Aim ::
Swap each "lies on" in the material below for "falls within" and write out all the lines again, leaving everything else unchanged.

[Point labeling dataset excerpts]
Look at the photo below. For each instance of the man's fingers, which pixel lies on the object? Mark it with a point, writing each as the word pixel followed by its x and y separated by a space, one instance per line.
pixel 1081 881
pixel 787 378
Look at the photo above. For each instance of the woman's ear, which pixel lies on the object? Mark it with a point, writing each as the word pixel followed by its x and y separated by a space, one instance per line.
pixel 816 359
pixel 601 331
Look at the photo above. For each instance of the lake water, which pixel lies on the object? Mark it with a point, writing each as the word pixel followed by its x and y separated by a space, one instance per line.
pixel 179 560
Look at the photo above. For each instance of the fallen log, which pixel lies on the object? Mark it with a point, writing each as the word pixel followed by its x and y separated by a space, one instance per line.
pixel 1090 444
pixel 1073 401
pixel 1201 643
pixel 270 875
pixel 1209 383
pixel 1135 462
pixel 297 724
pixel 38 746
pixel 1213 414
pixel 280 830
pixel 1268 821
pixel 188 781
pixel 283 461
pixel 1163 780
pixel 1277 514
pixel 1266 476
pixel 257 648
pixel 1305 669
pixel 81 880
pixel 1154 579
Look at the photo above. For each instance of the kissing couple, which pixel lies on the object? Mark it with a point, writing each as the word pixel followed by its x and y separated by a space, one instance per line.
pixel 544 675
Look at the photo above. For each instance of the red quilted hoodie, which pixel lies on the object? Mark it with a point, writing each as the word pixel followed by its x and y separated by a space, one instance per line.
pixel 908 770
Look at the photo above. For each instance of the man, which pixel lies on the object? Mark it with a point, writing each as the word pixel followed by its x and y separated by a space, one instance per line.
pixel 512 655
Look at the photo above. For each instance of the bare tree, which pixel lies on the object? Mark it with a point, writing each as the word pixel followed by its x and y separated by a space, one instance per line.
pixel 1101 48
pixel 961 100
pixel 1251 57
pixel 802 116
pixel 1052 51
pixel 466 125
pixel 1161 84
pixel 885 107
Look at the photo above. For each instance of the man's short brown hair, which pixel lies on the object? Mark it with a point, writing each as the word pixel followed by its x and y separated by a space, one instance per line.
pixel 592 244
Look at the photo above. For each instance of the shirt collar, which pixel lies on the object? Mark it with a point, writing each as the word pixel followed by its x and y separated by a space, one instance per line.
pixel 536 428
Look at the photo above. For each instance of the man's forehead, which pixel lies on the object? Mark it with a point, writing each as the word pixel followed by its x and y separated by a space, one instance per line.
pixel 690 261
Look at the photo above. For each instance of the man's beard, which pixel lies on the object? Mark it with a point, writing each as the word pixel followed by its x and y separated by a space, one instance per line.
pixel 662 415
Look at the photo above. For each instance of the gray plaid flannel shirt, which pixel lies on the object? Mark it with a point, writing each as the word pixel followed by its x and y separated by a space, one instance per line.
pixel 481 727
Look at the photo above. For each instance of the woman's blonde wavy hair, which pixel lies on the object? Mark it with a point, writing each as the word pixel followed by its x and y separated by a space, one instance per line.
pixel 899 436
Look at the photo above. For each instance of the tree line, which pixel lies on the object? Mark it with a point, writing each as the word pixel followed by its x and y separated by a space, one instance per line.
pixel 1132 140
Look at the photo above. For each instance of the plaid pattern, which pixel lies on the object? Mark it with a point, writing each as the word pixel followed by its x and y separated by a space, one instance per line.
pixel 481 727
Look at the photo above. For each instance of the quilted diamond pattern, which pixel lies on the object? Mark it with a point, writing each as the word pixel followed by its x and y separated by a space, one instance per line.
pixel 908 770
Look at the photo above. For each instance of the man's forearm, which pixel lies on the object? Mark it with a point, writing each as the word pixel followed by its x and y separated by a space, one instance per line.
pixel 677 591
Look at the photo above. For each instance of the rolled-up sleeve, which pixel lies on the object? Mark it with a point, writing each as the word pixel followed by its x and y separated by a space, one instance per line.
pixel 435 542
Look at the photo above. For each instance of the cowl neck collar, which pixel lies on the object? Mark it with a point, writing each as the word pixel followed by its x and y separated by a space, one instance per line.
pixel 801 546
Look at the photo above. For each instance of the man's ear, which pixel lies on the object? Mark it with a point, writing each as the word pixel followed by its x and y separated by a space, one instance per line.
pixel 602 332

Result below ::
Look at the photo below. For each instance of the man's fingers, which pixel falls within the object? Mark it with a point, writing each as the word pixel followed by its x and y separated by a space, one instance per line.
pixel 1081 881
pixel 787 378
Look at the photo above. For each instance of the woman's ear, which pixel falls within the object? Mark it with a point, writing each as the word pixel followed by its x and y separated by a space, one instance per line.
pixel 816 359
pixel 601 331
Look at the photo above. For each instance of the lake water, which pixel falls within the object? Mark it with a point, writing each as the word pixel followed by its x and y separated by a space, one instance per line.
pixel 179 560
Look at the photo above. For each instance of the fallen log, which pixel falls within the object? Mark it with a point, writing each as the word pixel followed by its x and y separated by a space, one instance per line.
pixel 1090 444
pixel 1073 401
pixel 1201 643
pixel 270 875
pixel 1209 383
pixel 1135 462
pixel 297 724
pixel 38 746
pixel 1213 414
pixel 280 830
pixel 1268 821
pixel 188 781
pixel 283 461
pixel 1163 780
pixel 1277 514
pixel 1266 476
pixel 257 648
pixel 1305 669
pixel 81 880
pixel 1154 579
Look at the photo above. For each instance of the kissing couple, which pixel falls within the object? Mark it with a point, writing each as the word pixel followed by its x and y separated by a space, one instance per line.
pixel 544 675
Look at the photo above. For each instance of the red quilted hoodie, which pixel falls within the object? Mark it with a point, writing each as the word pixel followed by its x and y separated by a space, one instance per line.
pixel 908 770
Look at the photo above. For each instance of the man, which pixel falls within the object? Mark it with a point, writing each as the word pixel followed by its x and y separated by a space, one instance per line.
pixel 512 655
Look at the photo above. For each instance of the bare tree, which pixel falls within the object? Mark it with a point, writing each as the word pixel followed by its x and y separated by a space, one instance per line.
pixel 1101 48
pixel 961 100
pixel 1251 57
pixel 802 116
pixel 1052 51
pixel 466 125
pixel 1161 84
pixel 885 107
Look at the photo above. For each instance of the man's short brown hair, which pixel falls within the object? Mark it with a point, writing each as the word pixel followed by its x and y separated by a space, one instance per line.
pixel 592 244
Look at the photo above. For each instance of the shirt collar, which pixel falls within the object? Mark it with a point, writing each as the word pixel followed by its x and y separated by a space, one instance per line.
pixel 536 428
Look at the photo above. For each instance of the man's forehead, which pixel falls within the object? Mark it with a point, writing each as the word pixel followed by its x and y separated by a space, one instance per line.
pixel 690 261
Look at the photo above. For each instance of the man's beard, which pixel falls within the object? Mark it with a point, writing each as the word pixel followed by its x and y separated by a space, one instance per line.
pixel 662 415
Look at the photo above. For each instance of the gray plaid flannel shirt, which pixel falls within the object? Mark it with a point, writing each as the word pixel followed by its x and y separated by a space, one instance per line.
pixel 481 727
Look at the photo above. For each instance of the woman's blonde wavy hair, which pixel falls within the object? Mark it with a point, writing each as the word pixel followed by its x and y separated by a space, one instance per line.
pixel 899 436
Look at the photo above. For each instance of the tree line, which pixel falls within the object? Mark it with a point, writing each as the word pixel followed by its x and y separated by a space, one instance per line.
pixel 1132 140
Look at the photo above. For each instance of the plaid pattern, which pixel falls within the object? Mark it with a point, writing each as the word pixel followed by its x and y separated by a space, one instance per line.
pixel 481 727
Look at the photo above. For each instance of the quilted diamond pattern, which pixel falls within the object? Mark it with a point, writing each as the word pixel followed by its x and y separated by a space, one instance per line.
pixel 908 770
Look at the photo above. For each instance of the man's forearm, which pixel falls within the object? Mark it with a point, writing each as the word pixel followed by its x and y separated by a space, one instance per line.
pixel 677 591
Look at the photo above. For each instance of the rolled-up sleeve, which pixel falls within the object? Mark it with a point, writing each as the word pixel followed by its x and y separated by a space, one instance per line.
pixel 435 542
Look at the photo above. For each instance of the cowl neck collar, which pixel falls within the object? Mark it with a point, writing each as the word pixel followed by its x and y separated by a space, one instance per line.
pixel 801 546
Look at the photo above. For each instance of the man's ear, which pixel falls within the object? Mark it with a point, writing each as the word pixel followed by its x and y separated by a space, one instance per line.
pixel 602 332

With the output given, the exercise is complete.